2. Die Berufung der Klägerin wird zurückgewiesen.
3. Von den Kosten des Rechtsstreits in erster Instanz hat die Klägerin 71 % der Gerichtskosten zu tragen, der Beklagte Ziff. 3 29 %.
Die außergerichtlichen Kosten der Beklagten Ziff. 1 und 2 in erster Instanz hat die Klägerin zu tragen.
Von den außergerichtlichen Kosten des Beklagten Ziff. 3 in erster Instanz hat die Klägerin 56 % zu tragen.
Von den außergerichtlichen Kosten der Klägerin in erster Instanz hat der Beklagte Ziff. 3 29 % zu tragen.
Im Übrigen tragen der Beklagte Ziff. 3 und die Klägerin ihre außergerichtlichen Kosten des ersten Rechtszugs selbst.
4. Die Kosten des Berufungsverfahrens hat die Klägerin zu tragen.
■ ■ ■ ■ ■ ■ ■
## [GESTELLTE AUFGABE 1]
Kopiere aus dem Urteilsauszug wortgetreu die Passage, die mit „Die außergerichtlichen Kosten“ beginnt und bis einschließlich „ersten Rechtszugs selbst.“ reicht.
## [GESTELLTE AUFGABE 2]
Welchen Anteil der Gerichtskosten erster Instanz muss die Klägerin laut dem Urteilsauszug tragen?
## [GESTELLTE AUFGABE 3]
Zähle alle verschiedenen Prozentangaben auf, die im Urteilsauszug vorkommen.
Stütze dich ausschließlich auf den Urteilsauszug.

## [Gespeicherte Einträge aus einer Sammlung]
■ ■ ■ ■ ■ ■ ■
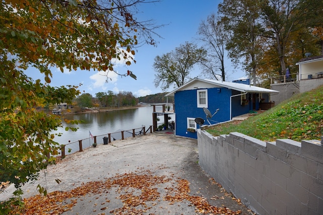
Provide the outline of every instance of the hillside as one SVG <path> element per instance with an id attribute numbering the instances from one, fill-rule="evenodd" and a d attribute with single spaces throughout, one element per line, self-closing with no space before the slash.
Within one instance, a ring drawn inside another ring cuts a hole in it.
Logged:
<path id="1" fill-rule="evenodd" d="M 139 102 L 144 103 L 166 103 L 167 97 L 165 95 L 168 92 L 162 92 L 159 93 L 148 95 L 145 96 L 139 97 L 138 98 Z M 169 103 L 174 102 L 174 96 L 168 96 Z"/>
<path id="2" fill-rule="evenodd" d="M 232 122 L 207 128 L 214 136 L 238 132 L 263 141 L 277 139 L 320 140 L 323 135 L 323 86 L 295 95 L 241 123 Z"/>

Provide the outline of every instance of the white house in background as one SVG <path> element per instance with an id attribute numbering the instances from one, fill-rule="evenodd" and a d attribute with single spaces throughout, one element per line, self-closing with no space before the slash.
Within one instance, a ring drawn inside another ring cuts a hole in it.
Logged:
<path id="1" fill-rule="evenodd" d="M 298 72 L 292 74 L 292 81 L 285 80 L 286 75 L 283 75 L 278 77 L 278 80 L 283 79 L 283 81 L 272 82 L 271 84 L 271 89 L 280 92 L 272 96 L 276 104 L 295 94 L 323 85 L 323 56 L 307 57 L 301 59 L 296 65 L 298 66 Z"/>
<path id="2" fill-rule="evenodd" d="M 323 56 L 303 58 L 296 65 L 300 80 L 323 78 Z"/>

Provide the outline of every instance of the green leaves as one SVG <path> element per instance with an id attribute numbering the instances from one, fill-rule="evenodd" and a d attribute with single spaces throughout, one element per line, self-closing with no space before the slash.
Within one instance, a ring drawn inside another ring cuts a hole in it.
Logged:
<path id="1" fill-rule="evenodd" d="M 77 6 L 77 0 L 69 0 L 69 3 L 70 4 L 70 5 L 72 6 L 74 6 L 74 7 Z"/>

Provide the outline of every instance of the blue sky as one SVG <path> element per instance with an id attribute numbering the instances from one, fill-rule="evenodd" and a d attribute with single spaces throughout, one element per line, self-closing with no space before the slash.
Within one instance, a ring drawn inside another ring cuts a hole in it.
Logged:
<path id="1" fill-rule="evenodd" d="M 160 2 L 146 4 L 139 7 L 141 13 L 139 14 L 142 21 L 153 19 L 156 24 L 165 24 L 164 27 L 155 31 L 163 38 L 155 37 L 159 42 L 157 46 L 145 44 L 139 47 L 134 56 L 136 64 L 129 67 L 122 64 L 115 69 L 120 74 L 125 74 L 128 70 L 137 76 L 137 80 L 130 76 L 121 77 L 110 72 L 108 76 L 112 80 L 105 82 L 105 77 L 98 73 L 97 71 L 72 71 L 61 72 L 59 69 L 51 69 L 53 77 L 50 85 L 60 86 L 66 85 L 82 85 L 79 89 L 82 93 L 88 93 L 95 97 L 98 92 L 111 90 L 115 93 L 119 91 L 131 91 L 136 96 L 162 92 L 159 87 L 156 88 L 153 83 L 155 72 L 153 68 L 154 58 L 171 52 L 185 41 L 199 44 L 197 30 L 202 20 L 206 20 L 208 15 L 216 13 L 218 0 L 162 0 Z M 200 44 L 200 45 L 201 44 Z M 243 76 L 244 72 L 237 71 L 231 66 L 230 60 L 226 62 L 227 80 L 231 81 Z M 235 71 L 235 72 L 234 72 Z M 196 67 L 191 72 L 190 77 L 199 76 L 201 72 L 199 67 Z M 43 80 L 44 76 L 39 72 L 29 70 L 27 75 L 34 80 Z M 200 76 L 199 76 L 200 77 Z M 174 88 L 170 88 L 168 91 Z"/>

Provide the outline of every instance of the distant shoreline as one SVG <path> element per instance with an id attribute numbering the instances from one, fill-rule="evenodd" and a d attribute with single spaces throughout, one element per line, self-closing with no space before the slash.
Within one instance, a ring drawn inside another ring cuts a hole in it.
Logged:
<path id="1" fill-rule="evenodd" d="M 113 108 L 113 109 L 100 109 L 98 110 L 92 110 L 92 109 L 85 109 L 83 112 L 65 112 L 62 114 L 63 115 L 68 115 L 68 114 L 87 114 L 89 113 L 98 113 L 98 112 L 109 112 L 110 111 L 121 111 L 123 110 L 130 110 L 130 109 L 136 109 L 139 107 L 142 107 L 143 106 L 148 106 L 149 104 L 138 104 L 134 106 L 124 106 L 117 108 Z M 66 110 L 66 109 L 64 109 Z"/>

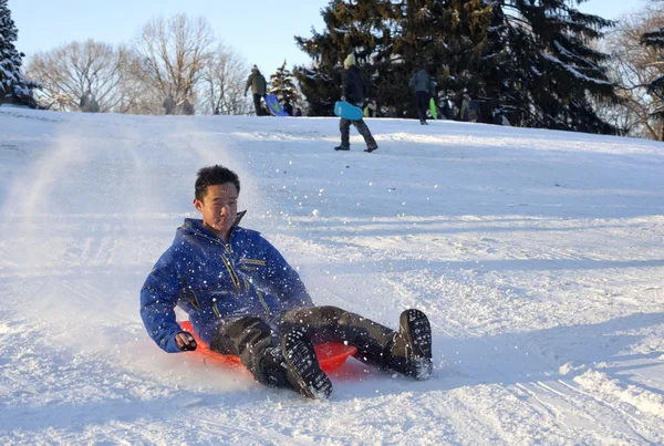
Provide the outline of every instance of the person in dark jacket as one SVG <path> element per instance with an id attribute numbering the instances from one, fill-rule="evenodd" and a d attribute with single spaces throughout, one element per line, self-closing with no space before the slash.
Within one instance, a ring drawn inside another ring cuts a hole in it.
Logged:
<path id="1" fill-rule="evenodd" d="M 251 74 L 247 77 L 247 84 L 245 85 L 245 96 L 247 95 L 247 91 L 251 87 L 251 93 L 253 93 L 253 107 L 256 108 L 256 116 L 262 116 L 263 112 L 260 106 L 261 97 L 266 97 L 266 92 L 268 91 L 268 83 L 266 82 L 266 77 L 260 73 L 258 66 L 253 65 L 251 69 Z"/>
<path id="2" fill-rule="evenodd" d="M 362 107 L 364 103 L 364 96 L 366 95 L 366 84 L 362 79 L 362 72 L 355 65 L 355 56 L 351 53 L 343 61 L 343 74 L 341 85 L 341 101 L 350 102 L 353 105 Z M 351 149 L 351 124 L 357 128 L 357 132 L 364 137 L 366 148 L 364 152 L 373 152 L 378 148 L 376 141 L 373 138 L 371 131 L 364 123 L 364 120 L 351 121 L 342 117 L 339 122 L 339 129 L 341 131 L 341 145 L 334 147 L 335 151 L 350 151 Z"/>
<path id="3" fill-rule="evenodd" d="M 423 312 L 404 311 L 395 332 L 336 307 L 315 307 L 277 248 L 239 226 L 239 191 L 238 176 L 226 167 L 198 172 L 194 206 L 203 219 L 185 219 L 141 290 L 141 317 L 158 346 L 196 350 L 176 322 L 179 307 L 212 351 L 238 355 L 260 383 L 307 397 L 332 392 L 313 349 L 320 342 L 353 345 L 357 360 L 383 370 L 430 376 L 430 325 Z"/>
<path id="4" fill-rule="evenodd" d="M 411 79 L 409 86 L 415 92 L 415 98 L 417 100 L 419 124 L 427 125 L 426 111 L 429 108 L 429 103 L 435 93 L 434 80 L 427 74 L 426 70 L 422 69 Z"/>

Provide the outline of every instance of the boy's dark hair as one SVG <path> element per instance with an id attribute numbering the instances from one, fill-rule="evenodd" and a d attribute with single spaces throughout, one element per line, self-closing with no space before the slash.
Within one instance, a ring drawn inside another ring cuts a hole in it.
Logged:
<path id="1" fill-rule="evenodd" d="M 238 174 L 227 167 L 216 164 L 210 167 L 201 168 L 198 170 L 197 175 L 195 190 L 196 199 L 199 201 L 203 201 L 203 197 L 205 197 L 208 186 L 219 186 L 232 183 L 236 189 L 238 189 L 238 194 L 240 193 L 240 178 L 238 177 Z"/>

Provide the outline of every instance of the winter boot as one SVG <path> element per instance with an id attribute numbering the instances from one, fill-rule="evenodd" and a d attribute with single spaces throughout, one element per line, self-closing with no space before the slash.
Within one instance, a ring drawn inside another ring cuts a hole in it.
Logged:
<path id="1" fill-rule="evenodd" d="M 432 328 L 422 311 L 406 310 L 401 314 L 398 333 L 387 344 L 385 365 L 415 380 L 430 377 L 433 370 Z"/>
<path id="2" fill-rule="evenodd" d="M 281 339 L 281 350 L 293 388 L 308 398 L 326 400 L 332 393 L 332 382 L 321 370 L 309 338 L 293 330 Z"/>

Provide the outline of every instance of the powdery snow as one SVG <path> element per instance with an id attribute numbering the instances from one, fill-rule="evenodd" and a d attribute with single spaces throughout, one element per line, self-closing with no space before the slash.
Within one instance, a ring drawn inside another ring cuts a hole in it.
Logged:
<path id="1" fill-rule="evenodd" d="M 373 154 L 335 118 L 0 108 L 0 443 L 664 443 L 662 144 L 367 121 Z M 138 291 L 214 163 L 318 303 L 425 311 L 433 377 L 351 360 L 317 403 L 162 352 Z"/>

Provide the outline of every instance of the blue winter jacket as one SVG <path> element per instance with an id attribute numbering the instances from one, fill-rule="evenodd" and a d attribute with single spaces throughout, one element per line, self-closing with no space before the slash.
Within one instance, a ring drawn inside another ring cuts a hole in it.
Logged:
<path id="1" fill-rule="evenodd" d="M 255 315 L 270 321 L 313 302 L 300 276 L 260 232 L 236 227 L 227 245 L 203 220 L 185 219 L 141 289 L 145 328 L 169 353 L 180 351 L 175 343 L 181 331 L 176 305 L 209 345 L 224 318 Z"/>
■ ■ ■ ■ ■ ■ ■
## [LÖSUNG 1]
Die außergerichtlichen Kosten der Beklagten Ziff. 1 und 2 in erster Instanz hat die Klägerin zu tragen.
Von den außergerichtlichen Kosten des Beklagten Ziff. 3 in erster Instanz hat die Klägerin 56 % zu tragen.
Von den außergerichtlichen Kosten der Klägerin in erster Instanz hat der Beklagte Ziff. 3 29 % zu tragen.
Im Übrigen tragen der Beklagte Ziff. 3 und die Klägerin ihre außergerichtlichen Kosten des ersten Rechtszugs selbst.

## [LÖSUNG 2]
Die Klägerin trägt 71 % der Gerichtskosten erster Instanz.

## [LÖSUNG 3]
71 %, 29 %, 56 %